Can you copy the lines below verbatim, starting at the line that has "One point per instance of" and stopping after the line that has "pixel 690 94"? Leave the pictures out.

§ **EXCERPTED RECORDS**:
┌──

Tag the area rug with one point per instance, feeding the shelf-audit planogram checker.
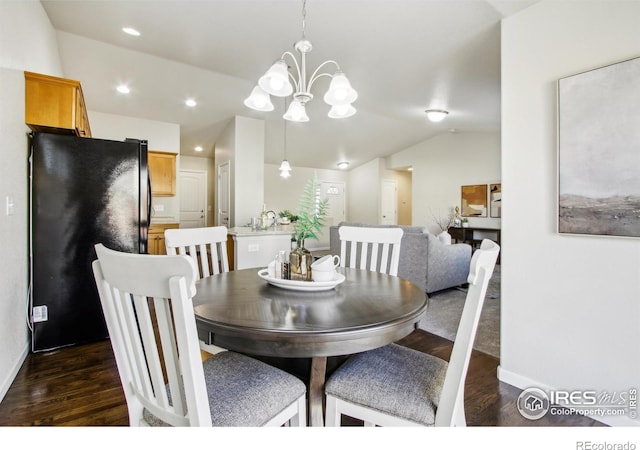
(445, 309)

└──
┌──

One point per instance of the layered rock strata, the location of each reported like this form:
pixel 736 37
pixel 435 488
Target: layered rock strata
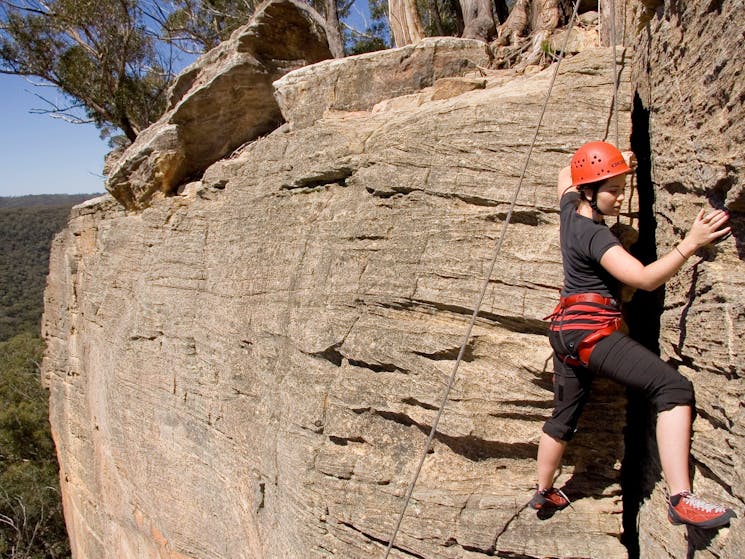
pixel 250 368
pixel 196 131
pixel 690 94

└──

§ **PROBLEM SOLUTION**:
One point per instance of the layered rock strata, the location of each reported like this form:
pixel 736 37
pixel 435 488
Target: layered rock strata
pixel 250 368
pixel 196 131
pixel 690 94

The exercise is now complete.